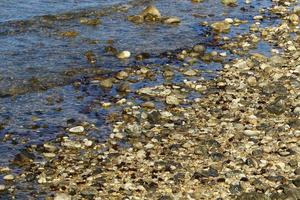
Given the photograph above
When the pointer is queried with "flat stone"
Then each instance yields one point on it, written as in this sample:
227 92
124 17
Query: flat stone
172 100
9 177
62 196
2 187
49 155
76 129
123 55
251 133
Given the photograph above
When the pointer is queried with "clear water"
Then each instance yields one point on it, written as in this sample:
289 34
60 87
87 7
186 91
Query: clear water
31 48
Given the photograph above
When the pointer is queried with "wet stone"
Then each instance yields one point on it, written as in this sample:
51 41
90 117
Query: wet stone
235 188
76 129
9 177
276 107
297 171
2 188
253 196
296 182
62 196
172 100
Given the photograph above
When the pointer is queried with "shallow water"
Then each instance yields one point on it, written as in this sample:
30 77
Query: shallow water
34 58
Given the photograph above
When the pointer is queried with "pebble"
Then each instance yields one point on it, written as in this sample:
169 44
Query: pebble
252 81
76 129
222 27
172 100
190 72
62 196
171 20
107 83
9 177
151 10
252 133
49 155
124 55
2 187
229 2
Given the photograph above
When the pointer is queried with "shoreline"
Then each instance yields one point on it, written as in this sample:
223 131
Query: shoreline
239 140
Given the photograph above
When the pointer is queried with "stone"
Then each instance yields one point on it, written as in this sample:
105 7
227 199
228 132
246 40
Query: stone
90 22
190 72
62 196
2 188
9 177
49 155
252 81
296 182
221 27
76 129
150 10
171 20
199 49
277 107
106 83
253 196
229 2
123 55
122 75
251 133
172 100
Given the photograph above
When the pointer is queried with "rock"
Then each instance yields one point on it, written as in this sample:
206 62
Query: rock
69 34
90 22
297 171
296 182
154 117
134 130
253 196
62 196
294 19
190 72
42 179
148 104
9 177
252 81
89 193
122 75
297 110
76 129
50 148
229 2
172 100
235 188
123 55
2 188
49 155
23 158
199 49
107 83
277 107
151 10
252 133
221 27
136 19
171 20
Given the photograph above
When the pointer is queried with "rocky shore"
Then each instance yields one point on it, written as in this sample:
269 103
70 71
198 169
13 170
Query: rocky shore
240 139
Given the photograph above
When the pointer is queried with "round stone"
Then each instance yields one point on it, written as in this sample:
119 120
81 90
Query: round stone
172 100
9 177
76 129
123 55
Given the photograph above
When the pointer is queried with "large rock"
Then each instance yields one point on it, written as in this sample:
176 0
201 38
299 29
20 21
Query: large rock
221 27
151 10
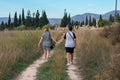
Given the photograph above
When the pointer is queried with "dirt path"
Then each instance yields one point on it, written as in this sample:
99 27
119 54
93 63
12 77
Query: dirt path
73 71
30 72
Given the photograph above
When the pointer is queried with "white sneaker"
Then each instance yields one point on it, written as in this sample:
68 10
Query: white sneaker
71 62
46 60
68 64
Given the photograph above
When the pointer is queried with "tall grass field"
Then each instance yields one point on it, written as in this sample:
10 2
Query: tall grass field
17 50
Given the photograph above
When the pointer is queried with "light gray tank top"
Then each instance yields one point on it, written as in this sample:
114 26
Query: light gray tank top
46 39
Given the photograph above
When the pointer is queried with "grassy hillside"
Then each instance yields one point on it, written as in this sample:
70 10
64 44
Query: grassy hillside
17 50
98 58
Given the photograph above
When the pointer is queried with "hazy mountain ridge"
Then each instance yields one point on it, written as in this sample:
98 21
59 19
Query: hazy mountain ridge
79 18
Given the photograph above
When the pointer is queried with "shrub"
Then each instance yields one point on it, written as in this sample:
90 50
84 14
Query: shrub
22 27
103 23
112 33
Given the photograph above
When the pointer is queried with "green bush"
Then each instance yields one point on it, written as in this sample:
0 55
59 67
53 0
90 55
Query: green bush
49 26
103 23
22 27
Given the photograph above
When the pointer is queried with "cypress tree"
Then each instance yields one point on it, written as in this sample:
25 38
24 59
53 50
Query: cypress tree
33 20
69 20
9 21
20 22
100 19
86 21
2 26
28 19
15 20
94 22
37 18
90 21
111 18
43 19
23 17
64 20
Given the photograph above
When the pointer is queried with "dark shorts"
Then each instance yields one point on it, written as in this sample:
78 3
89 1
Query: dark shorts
69 50
46 48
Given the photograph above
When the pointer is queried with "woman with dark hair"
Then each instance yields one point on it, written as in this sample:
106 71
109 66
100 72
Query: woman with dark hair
46 42
70 44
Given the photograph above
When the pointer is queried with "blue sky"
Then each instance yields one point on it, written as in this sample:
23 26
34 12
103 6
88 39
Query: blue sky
55 8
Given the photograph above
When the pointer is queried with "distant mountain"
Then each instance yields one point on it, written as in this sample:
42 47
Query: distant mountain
96 16
83 16
54 21
79 18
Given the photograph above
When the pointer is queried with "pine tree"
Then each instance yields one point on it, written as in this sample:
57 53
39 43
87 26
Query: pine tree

◇ ◇ ◇ ◇

# Exercise instructions
Output the records verbatim without pictures.

# Response area
Given the photograph above
When the pointer is queried with "flat stone"
Then each instance yields one point on it, written as in this sample:
227 92
124 17
Query: flat stone
172 100
9 177
62 196
2 187
49 155
76 129
123 55
251 133
Given the photograph above
When the pointer is queried with "clear water"
Then each instance yields one point on it, written as in this sample:
289 34
60 87
87 7
186 91
Query: clear water
31 48
Given the photograph above
When the pointer is queried with "wet stone"
Then each instance yields one point on it, written as in this sample:
51 41
90 117
Query: wet stone
235 188
76 129
9 177
276 107
297 171
2 188
253 196
296 182
62 196
172 100
Given the photograph above
When the pointer is queried with "shallow water"
Then each instance yields one point on it, written as in this sample:
30 77
Query: shallow water
34 58
Given the photograph above
When the pointer is queried with "pebble"
Then each instance yields one point on it, written as in this sample:
169 44
Query: pebble
252 81
76 129
222 27
172 100
190 72
62 196
171 20
107 83
9 177
151 10
252 133
49 155
124 55
2 187
229 2
Given the photograph above
When the pointer is queried with "shoreline"
Then each instance yields one point on it, written as in this sample:
223 131
Query: shoreline
239 140
Given the photograph above
When the pointer is queried with "stone"
Then each instance yields one point on it, written as in this sample:
105 7
227 199
228 132
246 40
Query: stone
90 22
190 72
62 196
2 188
9 177
49 155
252 81
296 182
221 27
76 129
150 10
171 20
199 49
277 107
106 83
253 196
229 2
123 55
122 75
251 133
172 100
Given the photograph above
When the pointer is queried with "rock"
Then each instance yields one point on it, written as in this sample:
206 62
Query: rock
69 34
90 22
297 171
296 182
154 117
134 130
253 196
62 196
294 19
190 72
42 179
148 104
9 177
252 81
89 193
122 75
297 110
76 129
50 148
229 2
172 100
235 188
123 55
2 188
49 155
23 158
199 49
107 83
277 107
151 10
252 133
221 27
136 19
171 20
Given the photograph above
When the pointer is queried with "rocky shore"
Then each instance yields one point on it, written as in this sample:
269 103
70 71
198 169
13 170
Query: rocky shore
240 139
Given the photograph above
When the pointer is queried with "round stone"
Then each instance yields one point on it, written as in this sample:
119 120
81 90
Query: round stone
172 100
9 177
76 129
123 55
Given the photograph above
When the pointer is queried with "large rock"
Then each instance yields one point on it, written as in this sample:
176 0
201 38
299 29
20 21
Query: large rock
221 27
151 10
Given the photograph above
When the pointer is queried with "dirt path"
Then each instance yields one point on it, written as in this sample:
99 27
119 54
93 63
12 77
Query: dirt path
73 71
30 72
Given the photograph above
When the pointer is queried with "white sneaker"
Then each instance yields one point on it, written as in this sample:
68 10
Query: white sneaker
71 62
46 60
68 64
Given the photograph above
When the pointer is queried with "tall grass field"
Then each instance yields one point on it, written as in this sample:
10 2
Query: tall grass field
17 50
Given the photograph above
When the pointer is queried with "light gray tank top"
Then each instance yields one point on it, written as in this sample:
114 26
Query: light gray tank top
46 39
Given the photograph above
When the pointer is queried with "grassy hillside"
Then each instance yields one point on it, written as in this sample:
70 10
64 44
Query: grassy hillside
17 50
98 58
Given the photograph above
When the pointer is queried with "hazy mountain ridge"
Then each instance yields one point on it, written as in this sample:
98 21
59 19
Query: hazy mountain ridge
79 18
Given the photograph above
When the pointer is queried with "shrub"
Then each instance yields one point on it, written as in this sample:
90 50
84 14
Query: shrub
22 27
103 23
112 33
Given the photograph above
When the pointer is queried with "green bush"
Then each instance yields one point on it, written as in this sample:
0 55
59 67
53 0
90 55
Query: green bush
49 26
103 23
22 27
Given the photograph above
When the pointer is queried with "cypress tree"
Then each instance yields one point on it, written as in this sample:
25 38
24 59
53 50
Query: cypress tree
33 20
69 20
9 21
20 22
100 19
86 21
2 26
28 19
15 20
94 22
37 18
90 21
111 18
43 19
23 17
64 20
Given the photograph above
When the pointer is queried with "dark shorts"
Then each instance yields one point on it, written as in this sample:
78 3
89 1
Query: dark shorts
69 50
46 48
Given the photograph above
When the pointer is queried with "woman with dark hair"
Then each instance yields one point on it, written as in this sample:
106 71
109 66
100 72
Query: woman with dark hair
46 42
70 44
Given the photograph above
When the pointer is queried with "blue sky"
Then each instance yields one point on it, written as in this sample:
23 26
34 12
103 6
88 39
Query: blue sky
55 8
Given the photograph above
When the pointer is queried with "distant mountain"
Then each instance yields one point on it, written as in this sample:
42 47
Query: distant mountain
96 16
83 16
54 21
79 18
Given the photograph above
When the pointer is queried with "pine tree"
Then each instance yields one point on it, written as in this sample:
57 53
39 43
87 26
Query: pine tree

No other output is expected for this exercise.